━━━ DATA TO PROCESS
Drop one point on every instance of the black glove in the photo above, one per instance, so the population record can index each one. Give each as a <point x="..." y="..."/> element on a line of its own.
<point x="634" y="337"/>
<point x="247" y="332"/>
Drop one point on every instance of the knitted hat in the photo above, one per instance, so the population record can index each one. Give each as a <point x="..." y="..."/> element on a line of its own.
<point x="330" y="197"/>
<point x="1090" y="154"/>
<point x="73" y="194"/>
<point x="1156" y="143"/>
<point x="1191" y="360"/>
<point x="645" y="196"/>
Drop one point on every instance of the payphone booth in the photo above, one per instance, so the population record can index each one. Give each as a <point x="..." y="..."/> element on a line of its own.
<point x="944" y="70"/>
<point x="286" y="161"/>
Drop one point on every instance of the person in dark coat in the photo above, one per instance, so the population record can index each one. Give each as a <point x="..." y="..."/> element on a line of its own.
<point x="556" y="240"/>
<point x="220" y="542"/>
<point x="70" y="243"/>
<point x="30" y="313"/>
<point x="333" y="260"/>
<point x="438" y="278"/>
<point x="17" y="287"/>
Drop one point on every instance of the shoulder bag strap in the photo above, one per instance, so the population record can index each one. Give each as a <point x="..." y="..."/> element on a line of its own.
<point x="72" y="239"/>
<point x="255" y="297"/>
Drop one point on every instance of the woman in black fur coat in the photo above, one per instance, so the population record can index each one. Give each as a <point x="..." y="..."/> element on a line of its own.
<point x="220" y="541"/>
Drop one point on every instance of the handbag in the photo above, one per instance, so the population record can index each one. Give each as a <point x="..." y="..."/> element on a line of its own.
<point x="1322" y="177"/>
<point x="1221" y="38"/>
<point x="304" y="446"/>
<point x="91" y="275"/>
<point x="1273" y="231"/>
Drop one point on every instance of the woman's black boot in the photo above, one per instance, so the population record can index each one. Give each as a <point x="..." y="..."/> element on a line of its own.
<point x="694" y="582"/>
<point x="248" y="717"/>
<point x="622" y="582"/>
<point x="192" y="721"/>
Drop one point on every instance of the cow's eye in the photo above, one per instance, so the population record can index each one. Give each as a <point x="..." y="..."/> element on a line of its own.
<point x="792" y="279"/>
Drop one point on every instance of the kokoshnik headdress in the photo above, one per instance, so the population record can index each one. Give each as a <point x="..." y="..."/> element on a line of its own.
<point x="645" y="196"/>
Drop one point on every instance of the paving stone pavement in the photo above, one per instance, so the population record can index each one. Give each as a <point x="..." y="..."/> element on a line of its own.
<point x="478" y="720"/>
━━━━━━
● TASK OBJECTIVE
Give back, unchanged, every line from the one with "Drop one point on every instance of the kokoshnik" to the end of the entries above.

● PROBLEM SOLUTION
Drop one point on every instance of the kokoshnik headdress in the photo above, one per instance, so the population record can index each one. Give each as a <point x="..." y="..."/> element on a line of its own.
<point x="645" y="196"/>
Drop one point on every instance of the paving stone pavement in the photo above, one per instance, so the population record can index each one. Give each as a <point x="..." y="..."/> element on a line of its own.
<point x="478" y="720"/>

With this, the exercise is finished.